• TASK INSTRUCTIONS: Update the part of the material that opens with the line containing "target: gray exercise ball" and closes with the line containing "[[[0,1],[0,111],[142,94],[256,107],[256,2]]]", changing every "even-odd" to "nonzero" and leaving all else unchanged. Return only those lines, without the pictures.
--- START OF DATA SHOWN ---
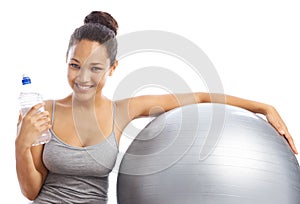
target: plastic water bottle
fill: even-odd
[[[19,95],[19,102],[20,102],[21,112],[23,117],[27,114],[27,112],[31,109],[32,106],[43,102],[42,95],[34,91],[29,76],[25,74],[23,74],[22,88],[21,88],[21,93]],[[40,108],[37,112],[43,112],[43,111],[44,111],[44,107]],[[32,146],[45,144],[49,142],[50,138],[51,138],[50,131],[46,130],[37,138],[37,140],[32,144]]]

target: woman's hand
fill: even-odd
[[[268,108],[266,112],[266,118],[269,121],[269,123],[273,125],[273,127],[279,132],[279,134],[287,140],[293,152],[295,154],[298,154],[292,136],[290,135],[285,123],[283,122],[279,113],[276,111],[274,107]]]
[[[51,127],[49,112],[38,111],[43,106],[44,103],[33,106],[24,117],[20,114],[16,143],[25,148],[30,148],[42,132]]]

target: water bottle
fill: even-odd
[[[27,112],[31,109],[32,106],[42,102],[43,102],[42,95],[34,91],[29,76],[23,74],[22,88],[21,88],[21,93],[19,95],[19,103],[21,106],[22,116],[24,117],[27,114]],[[37,112],[43,112],[43,111],[44,111],[44,107],[40,108]],[[32,144],[32,146],[45,144],[49,142],[50,138],[51,138],[50,131],[45,130]]]

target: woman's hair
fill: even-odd
[[[76,28],[71,35],[67,55],[70,48],[81,40],[95,41],[106,47],[112,65],[117,55],[117,30],[118,23],[109,13],[92,11],[84,18],[84,25]]]

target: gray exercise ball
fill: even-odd
[[[124,154],[119,204],[299,204],[300,168],[262,117],[193,104],[152,120]]]

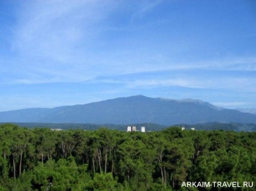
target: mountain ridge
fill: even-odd
[[[220,108],[201,100],[176,100],[137,95],[85,104],[1,112],[0,122],[171,125],[212,122],[256,123],[256,115]]]

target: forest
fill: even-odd
[[[52,131],[0,125],[0,190],[255,190],[256,133]]]

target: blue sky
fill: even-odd
[[[0,1],[0,111],[142,94],[256,107],[256,2]]]

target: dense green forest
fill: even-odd
[[[256,133],[130,132],[0,126],[0,190],[255,190]]]
[[[4,123],[0,123],[0,124]],[[152,123],[132,124],[127,125],[116,124],[74,124],[74,123],[14,123],[22,127],[34,128],[36,127],[61,128],[62,130],[96,130],[103,127],[112,130],[126,131],[127,126],[146,127],[146,131],[159,131],[168,128],[159,124]],[[171,127],[184,127],[187,129],[194,128],[198,130],[227,130],[234,131],[256,131],[256,124],[241,124],[241,123],[221,123],[210,122],[205,124],[176,124]]]

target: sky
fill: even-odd
[[[0,111],[120,97],[256,107],[254,0],[0,0]]]

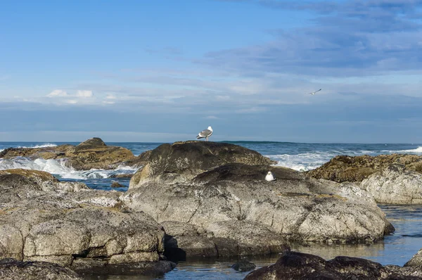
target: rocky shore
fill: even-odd
[[[135,157],[97,138],[0,153],[17,156],[63,159],[76,170],[141,168],[124,193],[60,182],[41,171],[0,170],[0,279],[13,279],[4,270],[37,275],[37,267],[62,267],[56,265],[79,276],[160,275],[174,267],[167,257],[271,253],[283,255],[247,279],[421,276],[412,268],[416,260],[406,268],[382,267],[344,257],[326,261],[289,248],[291,242],[370,244],[393,232],[376,203],[422,202],[421,157],[336,157],[305,173],[230,144],[176,142]],[[275,181],[264,179],[269,171]],[[78,279],[72,270],[65,278],[68,268],[56,279]]]
[[[111,170],[120,165],[140,167],[148,156],[148,153],[134,156],[129,150],[107,146],[97,137],[77,146],[65,144],[43,148],[9,148],[0,152],[0,158],[4,159],[25,157],[31,160],[63,160],[67,167],[76,170]]]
--- END OF DATA SHOWN ---
• EXERCISE RESPONSE:
target: gray exercise ball
fill: nonzero
[[[124,154],[119,204],[299,204],[300,168],[262,117],[193,104],[152,120]]]

target: mountain ridge
fill: nonzero
[[[220,108],[201,100],[176,100],[137,95],[85,104],[1,112],[0,122],[171,125],[212,122],[256,123],[256,115]]]

target: forest
fill: nonzero
[[[52,131],[0,125],[0,190],[255,190],[256,133]]]

target: blue sky
fill: nonzero
[[[0,1],[0,111],[142,94],[256,107],[256,2]]]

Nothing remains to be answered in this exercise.